** Start MATERIAL FOR THE TASK **

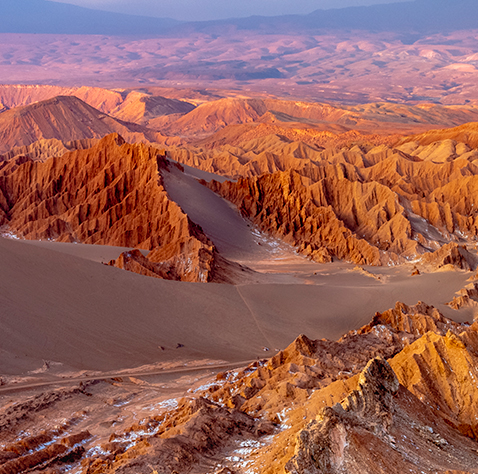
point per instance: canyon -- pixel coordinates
(243, 246)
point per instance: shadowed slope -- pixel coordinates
(66, 119)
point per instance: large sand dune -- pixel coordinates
(67, 309)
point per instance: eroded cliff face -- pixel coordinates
(111, 194)
(370, 206)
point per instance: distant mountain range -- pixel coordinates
(42, 16)
(415, 17)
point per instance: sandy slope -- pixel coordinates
(59, 307)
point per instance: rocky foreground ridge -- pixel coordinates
(398, 395)
(110, 194)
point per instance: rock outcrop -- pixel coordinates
(366, 204)
(111, 194)
(321, 446)
(66, 118)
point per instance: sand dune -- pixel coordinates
(90, 316)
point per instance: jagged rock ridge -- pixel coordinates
(111, 194)
(366, 204)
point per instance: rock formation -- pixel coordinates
(316, 407)
(366, 204)
(66, 119)
(111, 194)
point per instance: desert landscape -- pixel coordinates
(242, 246)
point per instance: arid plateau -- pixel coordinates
(246, 246)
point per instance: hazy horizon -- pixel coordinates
(202, 10)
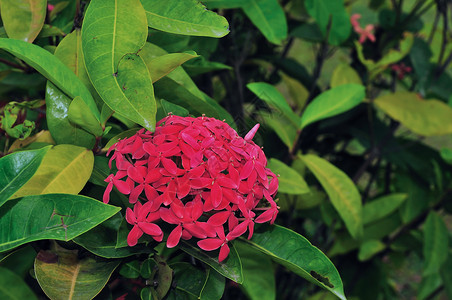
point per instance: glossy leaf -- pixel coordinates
(79, 114)
(325, 10)
(268, 16)
(273, 97)
(230, 268)
(281, 126)
(190, 279)
(416, 113)
(333, 102)
(188, 17)
(51, 68)
(369, 248)
(446, 155)
(64, 169)
(446, 275)
(341, 190)
(258, 274)
(296, 253)
(384, 206)
(16, 169)
(12, 287)
(163, 65)
(101, 240)
(344, 74)
(214, 286)
(63, 275)
(41, 137)
(436, 237)
(224, 3)
(41, 217)
(57, 103)
(23, 19)
(108, 43)
(290, 181)
(393, 55)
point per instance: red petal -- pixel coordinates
(168, 216)
(247, 169)
(177, 209)
(174, 237)
(190, 140)
(169, 165)
(265, 217)
(122, 186)
(195, 230)
(224, 252)
(249, 136)
(210, 244)
(130, 216)
(216, 195)
(133, 236)
(153, 175)
(237, 231)
(150, 228)
(150, 192)
(136, 192)
(106, 197)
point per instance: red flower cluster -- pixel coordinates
(197, 174)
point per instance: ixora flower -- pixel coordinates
(197, 175)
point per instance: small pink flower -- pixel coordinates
(196, 175)
(364, 34)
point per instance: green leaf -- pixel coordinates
(214, 286)
(62, 275)
(23, 19)
(424, 117)
(389, 58)
(188, 17)
(369, 248)
(172, 108)
(79, 114)
(325, 10)
(41, 217)
(290, 181)
(268, 16)
(64, 169)
(224, 3)
(333, 102)
(296, 253)
(273, 97)
(112, 32)
(341, 190)
(446, 155)
(258, 274)
(230, 268)
(101, 240)
(436, 237)
(164, 277)
(51, 68)
(189, 279)
(16, 169)
(446, 275)
(57, 115)
(163, 65)
(12, 287)
(384, 206)
(57, 103)
(344, 74)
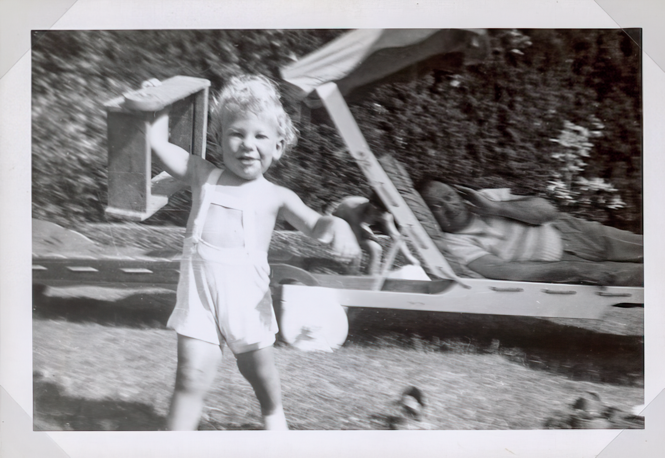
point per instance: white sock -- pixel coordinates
(275, 421)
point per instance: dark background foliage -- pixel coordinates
(487, 125)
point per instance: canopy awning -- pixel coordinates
(365, 56)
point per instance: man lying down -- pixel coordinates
(505, 237)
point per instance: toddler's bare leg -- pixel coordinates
(197, 366)
(258, 367)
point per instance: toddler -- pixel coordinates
(223, 290)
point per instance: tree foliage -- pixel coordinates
(488, 125)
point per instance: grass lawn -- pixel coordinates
(103, 360)
(109, 365)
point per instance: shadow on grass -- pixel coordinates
(54, 411)
(132, 311)
(578, 353)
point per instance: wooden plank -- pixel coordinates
(482, 297)
(435, 263)
(128, 165)
(181, 123)
(133, 194)
(402, 181)
(169, 92)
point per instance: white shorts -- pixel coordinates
(224, 295)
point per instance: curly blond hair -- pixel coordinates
(252, 94)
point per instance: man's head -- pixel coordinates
(447, 206)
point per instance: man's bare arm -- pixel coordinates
(529, 210)
(490, 266)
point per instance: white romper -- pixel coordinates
(224, 293)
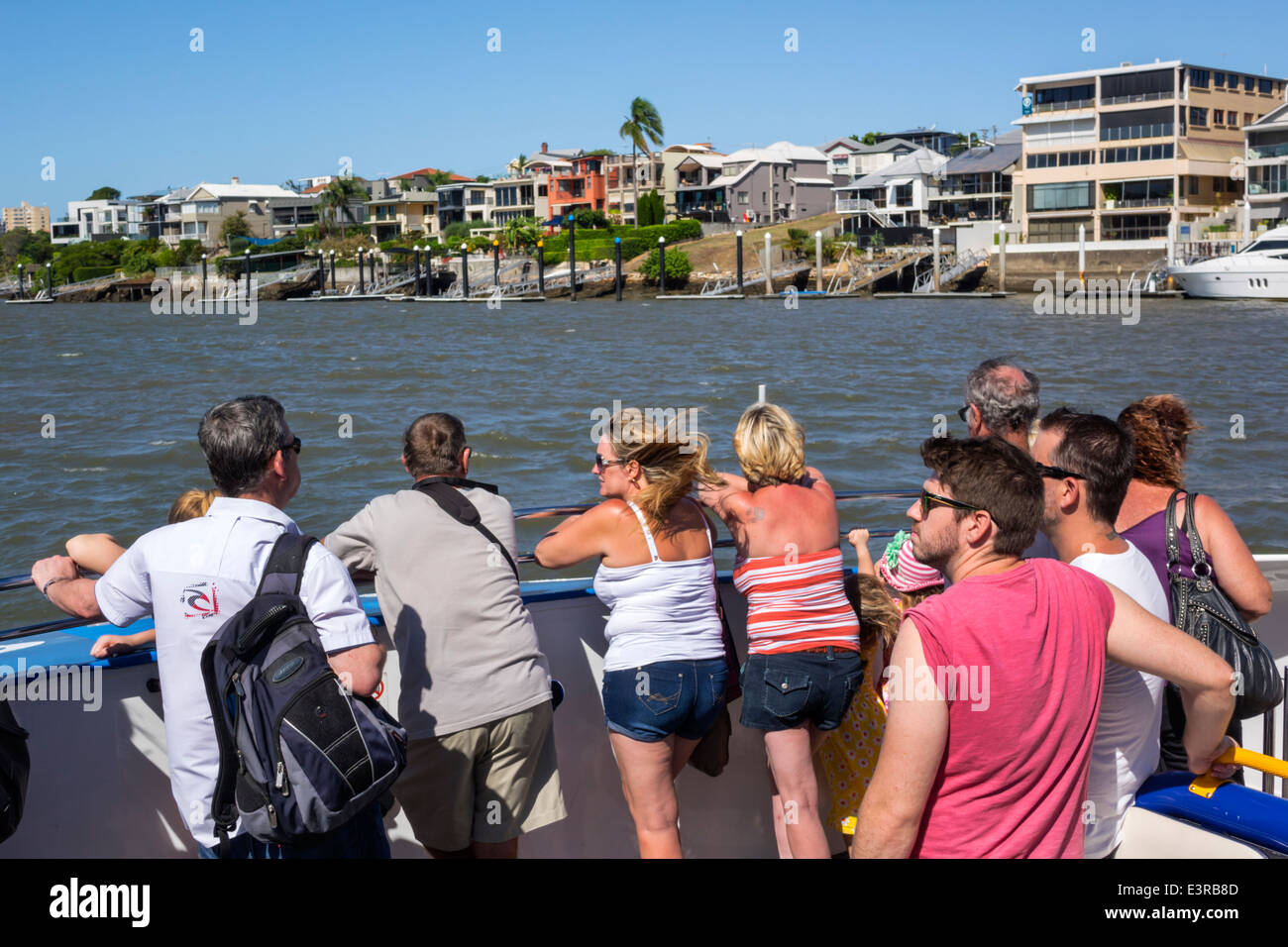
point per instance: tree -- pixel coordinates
(520, 232)
(642, 125)
(232, 227)
(336, 197)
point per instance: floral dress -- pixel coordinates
(849, 754)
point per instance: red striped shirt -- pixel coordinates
(797, 603)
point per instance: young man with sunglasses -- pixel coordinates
(1086, 463)
(1013, 780)
(475, 686)
(193, 577)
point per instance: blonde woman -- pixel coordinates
(665, 671)
(803, 635)
(95, 552)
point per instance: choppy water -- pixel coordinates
(866, 377)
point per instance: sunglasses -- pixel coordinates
(1057, 472)
(928, 500)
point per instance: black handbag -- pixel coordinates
(14, 770)
(1201, 609)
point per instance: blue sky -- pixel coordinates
(283, 89)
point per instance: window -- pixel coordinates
(1057, 158)
(1064, 196)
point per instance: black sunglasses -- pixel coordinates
(1057, 472)
(928, 500)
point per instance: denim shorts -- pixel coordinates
(785, 690)
(657, 699)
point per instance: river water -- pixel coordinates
(123, 389)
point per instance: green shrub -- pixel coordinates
(91, 272)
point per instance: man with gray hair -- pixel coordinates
(1003, 401)
(193, 577)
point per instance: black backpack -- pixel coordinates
(297, 755)
(14, 770)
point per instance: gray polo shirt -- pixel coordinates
(467, 646)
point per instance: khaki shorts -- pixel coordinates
(484, 784)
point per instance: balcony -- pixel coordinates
(1267, 153)
(1038, 108)
(1126, 132)
(1136, 97)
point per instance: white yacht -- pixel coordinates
(1260, 270)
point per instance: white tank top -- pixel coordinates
(661, 611)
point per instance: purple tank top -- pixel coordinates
(1150, 538)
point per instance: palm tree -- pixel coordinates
(642, 125)
(338, 195)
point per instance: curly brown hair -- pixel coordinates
(1160, 425)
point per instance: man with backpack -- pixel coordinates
(475, 689)
(196, 577)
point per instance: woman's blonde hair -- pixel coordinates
(191, 504)
(671, 457)
(771, 446)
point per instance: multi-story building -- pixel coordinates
(930, 138)
(1267, 169)
(26, 215)
(898, 195)
(848, 158)
(977, 183)
(471, 202)
(621, 175)
(1128, 151)
(198, 213)
(579, 187)
(408, 211)
(101, 219)
(782, 182)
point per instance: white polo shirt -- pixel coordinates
(192, 578)
(1125, 751)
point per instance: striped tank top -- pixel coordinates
(798, 604)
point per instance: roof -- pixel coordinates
(844, 142)
(922, 161)
(1276, 118)
(428, 172)
(703, 159)
(243, 192)
(984, 158)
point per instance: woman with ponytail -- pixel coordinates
(665, 671)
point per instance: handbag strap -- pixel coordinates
(1202, 567)
(1173, 549)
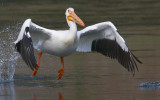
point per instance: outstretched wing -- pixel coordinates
(105, 39)
(24, 44)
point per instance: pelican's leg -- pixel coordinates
(38, 63)
(61, 71)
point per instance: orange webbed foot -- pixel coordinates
(61, 71)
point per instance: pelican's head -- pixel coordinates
(71, 16)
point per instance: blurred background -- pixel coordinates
(87, 76)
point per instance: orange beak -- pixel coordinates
(75, 18)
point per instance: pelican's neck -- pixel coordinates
(72, 29)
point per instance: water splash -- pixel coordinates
(150, 85)
(8, 55)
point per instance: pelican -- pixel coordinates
(102, 38)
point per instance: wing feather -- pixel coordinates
(105, 39)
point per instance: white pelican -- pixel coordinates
(102, 38)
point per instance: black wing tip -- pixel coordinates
(18, 46)
(26, 50)
(137, 59)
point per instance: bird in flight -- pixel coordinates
(102, 38)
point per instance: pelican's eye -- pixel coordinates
(69, 11)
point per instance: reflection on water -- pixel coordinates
(88, 76)
(8, 54)
(7, 91)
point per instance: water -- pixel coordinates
(88, 76)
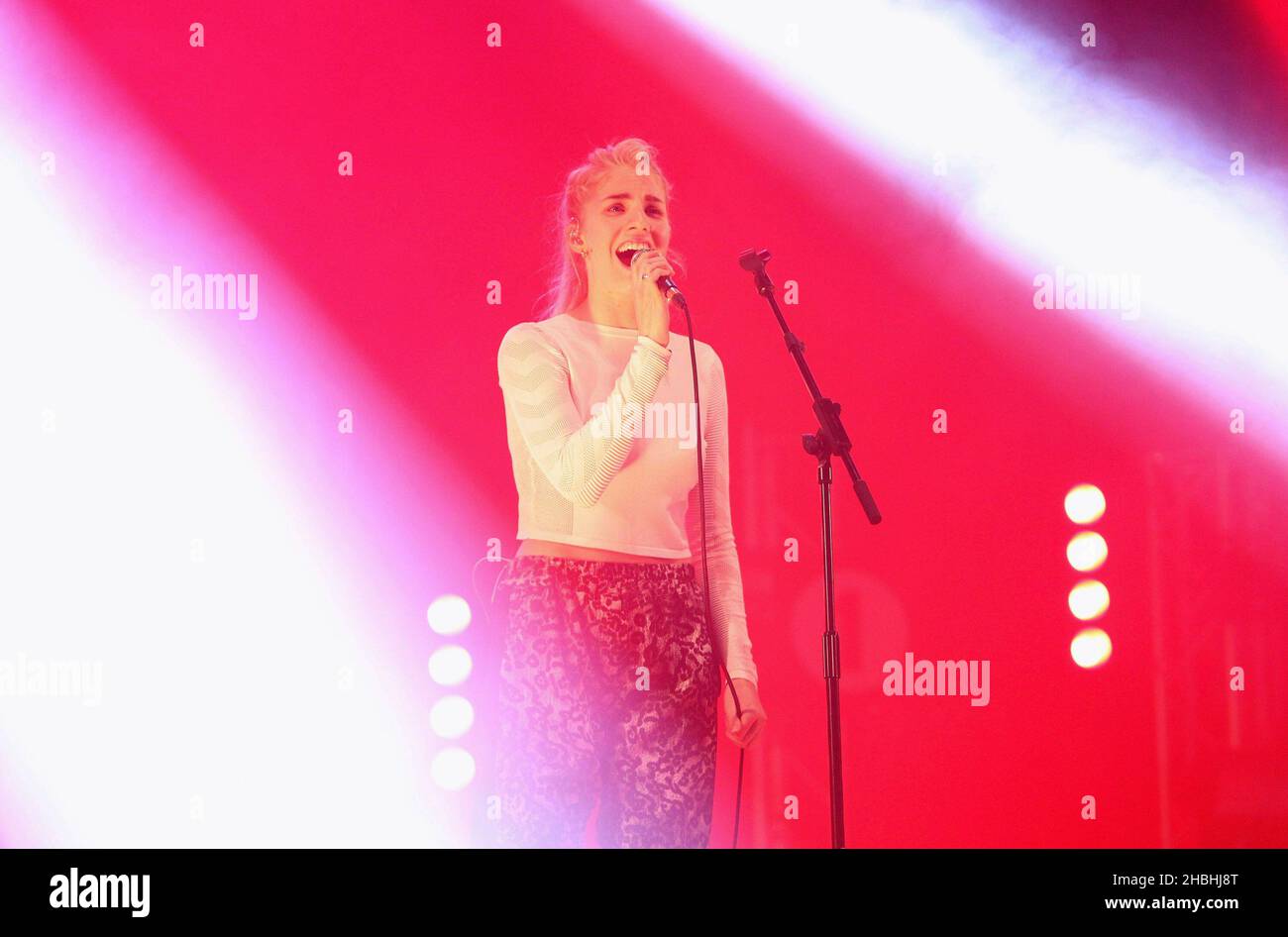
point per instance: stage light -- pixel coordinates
(1090, 648)
(1050, 164)
(450, 666)
(1087, 551)
(1085, 503)
(449, 614)
(1089, 600)
(452, 769)
(451, 717)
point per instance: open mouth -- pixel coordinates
(627, 252)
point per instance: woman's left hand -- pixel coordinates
(745, 730)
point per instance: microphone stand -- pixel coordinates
(828, 439)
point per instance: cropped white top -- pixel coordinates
(603, 434)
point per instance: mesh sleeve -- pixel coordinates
(579, 459)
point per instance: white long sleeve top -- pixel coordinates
(601, 430)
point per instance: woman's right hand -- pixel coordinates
(652, 312)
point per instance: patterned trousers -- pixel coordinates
(608, 691)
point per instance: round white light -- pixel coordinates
(1089, 600)
(451, 717)
(1090, 648)
(449, 614)
(1087, 551)
(1085, 503)
(450, 666)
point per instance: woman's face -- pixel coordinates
(625, 209)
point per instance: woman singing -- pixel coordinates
(608, 677)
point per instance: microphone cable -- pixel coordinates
(706, 576)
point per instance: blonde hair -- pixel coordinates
(570, 280)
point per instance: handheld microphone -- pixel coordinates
(668, 286)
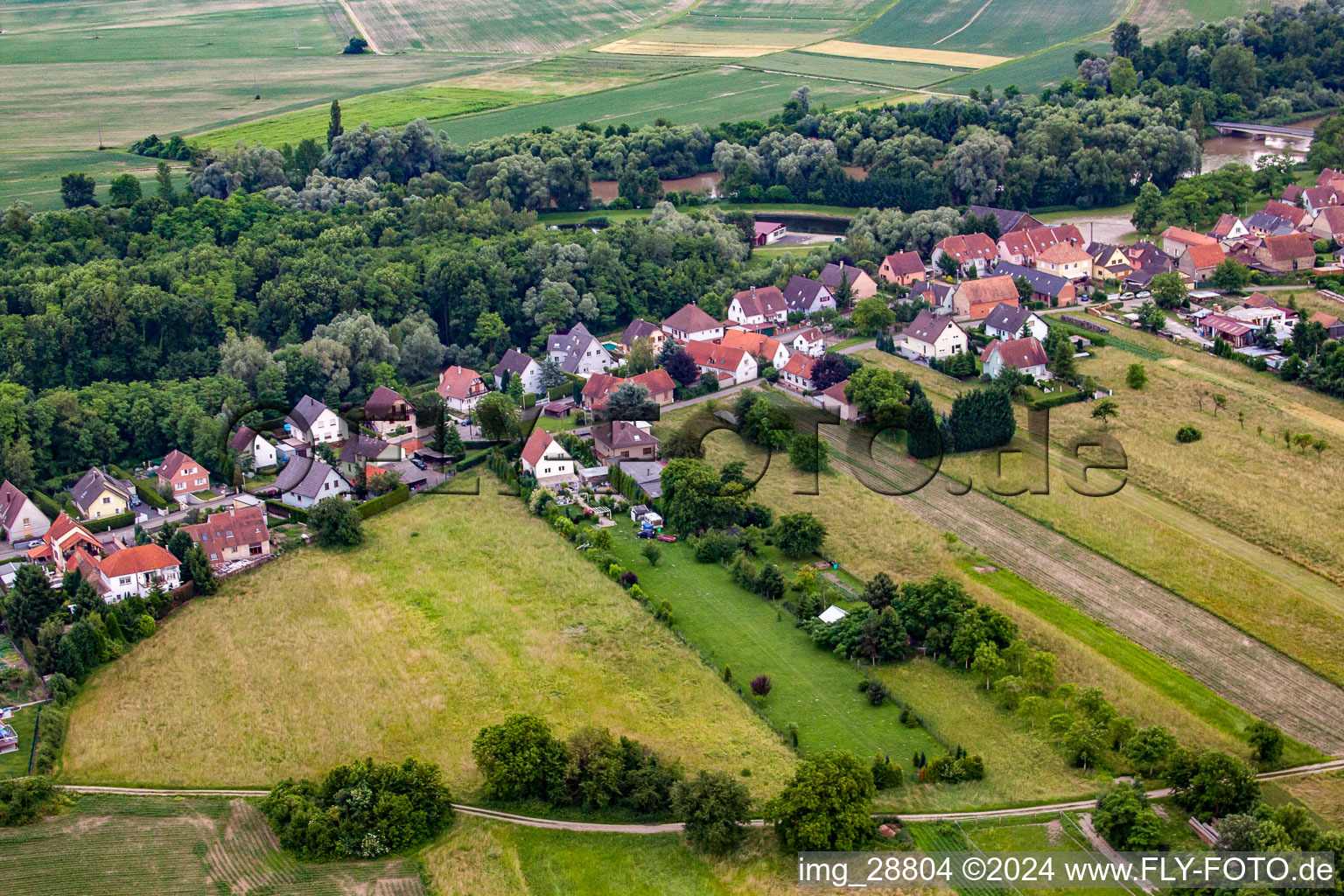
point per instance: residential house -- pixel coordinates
(624, 439)
(1318, 198)
(62, 540)
(1047, 288)
(1292, 213)
(1329, 225)
(935, 335)
(1228, 228)
(759, 308)
(461, 388)
(769, 233)
(1334, 326)
(313, 421)
(361, 451)
(835, 401)
(1178, 240)
(639, 329)
(1109, 262)
(1266, 225)
(970, 250)
(137, 571)
(797, 373)
(759, 346)
(546, 459)
(690, 324)
(578, 352)
(231, 535)
(305, 481)
(1066, 260)
(1199, 262)
(805, 296)
(1025, 246)
(902, 268)
(860, 284)
(1288, 253)
(975, 298)
(730, 364)
(1007, 218)
(1023, 355)
(1234, 332)
(98, 494)
(1011, 321)
(19, 516)
(802, 339)
(522, 367)
(182, 474)
(248, 444)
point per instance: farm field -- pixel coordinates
(187, 846)
(1195, 536)
(504, 25)
(454, 612)
(704, 97)
(480, 858)
(1000, 27)
(393, 108)
(906, 547)
(892, 74)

** End MATERIAL FOR THE TASK **

DIRECTIONS FOR THIS TASK:
Copy out the lines from the one containing "point per instance: white romper" through the one containing "(1160, 425)", with both included, and leave the pictures out.

OUTPUT OF THE EXERCISE:
point per instance: white romper -- pixel coordinates
(224, 293)
point per instance: tree -- pixel coordinates
(520, 232)
(642, 125)
(232, 227)
(336, 197)
point per instance: floral dress -- pixel coordinates
(849, 754)
point per instance: red striped shirt -- pixel coordinates
(797, 603)
point per instance: young man with sunglasses -- pixel coordinates
(1086, 463)
(1013, 780)
(475, 686)
(193, 577)
point per instance: blonde woman -- pixel coordinates
(665, 671)
(803, 635)
(95, 552)
point per instance: choppy water -- pixel coordinates
(866, 377)
point per instance: sunglasses -- pixel coordinates
(1057, 472)
(928, 500)
point per instance: black handbag -- pixel coordinates
(14, 770)
(1201, 609)
point per instance: blue sky -- pixel coordinates
(283, 89)
point per instance: window -- pixel coordinates
(1057, 158)
(1064, 196)
point per instance: black sunglasses -- pixel coordinates
(1057, 472)
(928, 500)
point per instance: denim shorts -- pixel coordinates
(785, 690)
(657, 699)
point per instance: river water -- pixel coordinates
(123, 389)
point per instance: green shrub -- pixel coordinates
(91, 272)
point per instance: man with gray hair -- pixel coordinates
(1003, 401)
(193, 577)
point per instance: black backpack -- pixel coordinates
(297, 755)
(14, 770)
point per instance: gray polo shirt -- pixel coordinates
(467, 646)
point per instance: khaki shorts -- pixel coordinates
(484, 784)
point per instance: balcony -- pixel coordinates
(1267, 153)
(1038, 108)
(1126, 132)
(1136, 97)
point per instance: white yacht -- pixel coordinates
(1260, 270)
point per instance: white tank top -- pixel coordinates
(661, 611)
point per instance: purple tank top -- pixel coordinates
(1150, 538)
point per instance: palm tree -- pixel coordinates
(642, 125)
(338, 195)
point per instance: curly brown hair -- pixel coordinates
(1160, 425)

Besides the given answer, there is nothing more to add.